- What you will do: Print the whole listing below again, exactly as given.
################
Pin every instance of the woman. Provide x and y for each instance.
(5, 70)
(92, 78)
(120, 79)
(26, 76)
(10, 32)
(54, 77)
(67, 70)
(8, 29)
################
- Answer to this task:
Pin every instance of the woman. Provide x and y for each instance.
(5, 70)
(92, 78)
(120, 79)
(26, 76)
(10, 32)
(54, 77)
(67, 70)
(8, 29)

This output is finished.